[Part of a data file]

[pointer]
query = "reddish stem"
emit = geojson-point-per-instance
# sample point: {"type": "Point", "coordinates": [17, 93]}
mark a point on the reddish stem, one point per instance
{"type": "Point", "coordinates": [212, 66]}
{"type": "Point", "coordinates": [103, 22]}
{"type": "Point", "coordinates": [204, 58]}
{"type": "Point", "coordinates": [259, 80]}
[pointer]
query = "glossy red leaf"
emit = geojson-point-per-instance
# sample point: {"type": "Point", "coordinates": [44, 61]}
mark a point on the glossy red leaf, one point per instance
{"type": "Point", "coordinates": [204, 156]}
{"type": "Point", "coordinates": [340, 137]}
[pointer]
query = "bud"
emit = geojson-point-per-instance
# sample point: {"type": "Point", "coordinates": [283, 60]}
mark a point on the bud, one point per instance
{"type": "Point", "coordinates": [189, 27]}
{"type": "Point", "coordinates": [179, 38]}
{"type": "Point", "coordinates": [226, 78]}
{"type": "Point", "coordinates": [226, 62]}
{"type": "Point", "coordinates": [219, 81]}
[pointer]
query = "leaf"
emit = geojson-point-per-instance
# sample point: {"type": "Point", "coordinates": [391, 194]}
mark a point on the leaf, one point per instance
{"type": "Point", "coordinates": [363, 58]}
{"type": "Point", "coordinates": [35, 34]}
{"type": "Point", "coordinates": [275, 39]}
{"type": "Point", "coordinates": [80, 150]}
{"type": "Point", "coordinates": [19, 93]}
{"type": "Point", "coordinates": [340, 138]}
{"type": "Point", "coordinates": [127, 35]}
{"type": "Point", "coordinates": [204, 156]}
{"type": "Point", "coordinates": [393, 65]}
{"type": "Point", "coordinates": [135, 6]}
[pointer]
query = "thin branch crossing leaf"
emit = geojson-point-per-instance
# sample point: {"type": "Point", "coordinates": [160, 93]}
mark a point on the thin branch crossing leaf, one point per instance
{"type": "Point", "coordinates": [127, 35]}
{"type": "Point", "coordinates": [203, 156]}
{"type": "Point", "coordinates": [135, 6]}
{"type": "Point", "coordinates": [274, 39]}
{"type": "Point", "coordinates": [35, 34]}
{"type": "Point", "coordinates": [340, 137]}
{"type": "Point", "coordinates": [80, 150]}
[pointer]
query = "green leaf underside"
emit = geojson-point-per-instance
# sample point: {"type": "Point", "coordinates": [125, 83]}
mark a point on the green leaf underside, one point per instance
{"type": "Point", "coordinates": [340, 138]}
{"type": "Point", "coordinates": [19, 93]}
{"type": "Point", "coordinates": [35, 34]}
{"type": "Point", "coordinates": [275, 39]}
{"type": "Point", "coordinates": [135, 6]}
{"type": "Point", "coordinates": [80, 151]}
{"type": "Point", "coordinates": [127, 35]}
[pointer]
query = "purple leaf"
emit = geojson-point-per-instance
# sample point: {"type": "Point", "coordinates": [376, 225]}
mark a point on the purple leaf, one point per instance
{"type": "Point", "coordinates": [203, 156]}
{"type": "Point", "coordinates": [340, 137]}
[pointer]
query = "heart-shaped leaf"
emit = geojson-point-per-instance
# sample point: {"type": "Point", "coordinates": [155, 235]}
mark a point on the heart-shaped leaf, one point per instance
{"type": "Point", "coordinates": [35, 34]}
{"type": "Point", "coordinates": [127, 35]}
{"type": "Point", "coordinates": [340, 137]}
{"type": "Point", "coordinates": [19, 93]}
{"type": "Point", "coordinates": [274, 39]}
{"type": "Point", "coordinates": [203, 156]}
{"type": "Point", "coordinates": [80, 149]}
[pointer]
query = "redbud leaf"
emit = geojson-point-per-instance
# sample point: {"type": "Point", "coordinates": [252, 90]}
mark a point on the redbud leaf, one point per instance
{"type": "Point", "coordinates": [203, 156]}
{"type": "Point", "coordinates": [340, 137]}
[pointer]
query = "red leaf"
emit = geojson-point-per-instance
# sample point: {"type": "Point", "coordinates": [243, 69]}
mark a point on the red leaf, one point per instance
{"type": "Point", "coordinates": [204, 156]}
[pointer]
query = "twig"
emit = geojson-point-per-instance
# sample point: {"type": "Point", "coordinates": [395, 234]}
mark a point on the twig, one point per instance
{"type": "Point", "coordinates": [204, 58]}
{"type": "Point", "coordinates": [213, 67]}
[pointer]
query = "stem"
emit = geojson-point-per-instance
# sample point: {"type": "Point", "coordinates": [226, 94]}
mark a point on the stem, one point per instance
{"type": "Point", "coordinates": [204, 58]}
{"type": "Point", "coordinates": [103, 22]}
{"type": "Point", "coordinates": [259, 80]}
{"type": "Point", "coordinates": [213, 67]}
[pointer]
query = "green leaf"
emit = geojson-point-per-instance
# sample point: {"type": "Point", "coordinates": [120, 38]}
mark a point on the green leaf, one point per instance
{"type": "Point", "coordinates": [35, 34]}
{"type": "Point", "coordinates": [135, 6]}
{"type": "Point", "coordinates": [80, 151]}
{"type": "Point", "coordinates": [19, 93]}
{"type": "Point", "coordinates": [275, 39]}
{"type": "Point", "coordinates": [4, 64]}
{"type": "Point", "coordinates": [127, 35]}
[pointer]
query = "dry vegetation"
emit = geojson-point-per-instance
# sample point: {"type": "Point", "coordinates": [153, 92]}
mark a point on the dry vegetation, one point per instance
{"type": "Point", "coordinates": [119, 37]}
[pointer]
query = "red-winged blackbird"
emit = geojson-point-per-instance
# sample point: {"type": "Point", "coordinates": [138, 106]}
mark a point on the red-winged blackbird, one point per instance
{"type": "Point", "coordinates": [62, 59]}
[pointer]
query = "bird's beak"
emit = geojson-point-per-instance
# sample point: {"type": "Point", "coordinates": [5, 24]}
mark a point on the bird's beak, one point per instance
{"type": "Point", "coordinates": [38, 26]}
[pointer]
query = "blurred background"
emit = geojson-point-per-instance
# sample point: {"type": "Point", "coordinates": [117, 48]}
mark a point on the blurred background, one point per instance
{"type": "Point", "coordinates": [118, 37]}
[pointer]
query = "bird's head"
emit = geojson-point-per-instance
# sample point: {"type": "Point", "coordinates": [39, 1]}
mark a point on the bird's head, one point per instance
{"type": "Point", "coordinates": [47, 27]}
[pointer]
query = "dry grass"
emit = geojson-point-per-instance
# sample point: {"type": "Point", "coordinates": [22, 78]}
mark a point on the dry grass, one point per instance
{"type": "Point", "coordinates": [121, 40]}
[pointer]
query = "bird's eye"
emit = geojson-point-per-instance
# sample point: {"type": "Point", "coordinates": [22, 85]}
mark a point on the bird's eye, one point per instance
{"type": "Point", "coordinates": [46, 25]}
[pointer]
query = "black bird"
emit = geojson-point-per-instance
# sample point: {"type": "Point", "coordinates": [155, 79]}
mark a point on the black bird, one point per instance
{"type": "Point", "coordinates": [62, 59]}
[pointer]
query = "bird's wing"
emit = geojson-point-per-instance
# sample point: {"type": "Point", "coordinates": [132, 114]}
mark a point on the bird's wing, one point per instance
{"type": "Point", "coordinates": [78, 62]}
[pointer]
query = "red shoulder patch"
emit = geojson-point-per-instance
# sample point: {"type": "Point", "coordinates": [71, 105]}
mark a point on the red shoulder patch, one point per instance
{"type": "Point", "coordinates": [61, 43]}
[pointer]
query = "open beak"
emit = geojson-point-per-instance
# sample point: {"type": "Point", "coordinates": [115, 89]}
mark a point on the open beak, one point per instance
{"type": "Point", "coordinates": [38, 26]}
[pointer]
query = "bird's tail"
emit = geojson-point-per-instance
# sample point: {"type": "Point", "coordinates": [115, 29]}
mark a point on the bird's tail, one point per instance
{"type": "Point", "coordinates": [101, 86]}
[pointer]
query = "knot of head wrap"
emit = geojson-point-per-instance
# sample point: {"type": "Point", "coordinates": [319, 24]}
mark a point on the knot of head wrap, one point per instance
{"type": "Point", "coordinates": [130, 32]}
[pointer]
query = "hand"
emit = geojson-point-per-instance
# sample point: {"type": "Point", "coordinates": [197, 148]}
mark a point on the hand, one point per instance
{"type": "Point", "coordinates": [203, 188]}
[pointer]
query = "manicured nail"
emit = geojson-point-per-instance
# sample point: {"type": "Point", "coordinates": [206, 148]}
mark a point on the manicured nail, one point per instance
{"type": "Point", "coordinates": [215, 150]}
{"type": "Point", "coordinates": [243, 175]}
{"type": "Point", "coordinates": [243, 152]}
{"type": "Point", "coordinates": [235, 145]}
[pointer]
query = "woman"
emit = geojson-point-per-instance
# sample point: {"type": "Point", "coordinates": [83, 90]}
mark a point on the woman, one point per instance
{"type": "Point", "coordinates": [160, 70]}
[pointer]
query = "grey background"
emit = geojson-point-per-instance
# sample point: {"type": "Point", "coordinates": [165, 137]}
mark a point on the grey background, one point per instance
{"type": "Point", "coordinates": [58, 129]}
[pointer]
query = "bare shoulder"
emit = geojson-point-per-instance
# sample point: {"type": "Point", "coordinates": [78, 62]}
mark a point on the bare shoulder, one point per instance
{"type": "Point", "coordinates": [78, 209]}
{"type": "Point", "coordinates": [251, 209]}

**WHAT IS EXPECTED**. Please find every line in the items above that contains the word "manicured" and copy each of those lines. Case counts.

**ANSWER TO THIS TASK**.
query = "manicured nail"
mark a point on the manicured nail, one point per instance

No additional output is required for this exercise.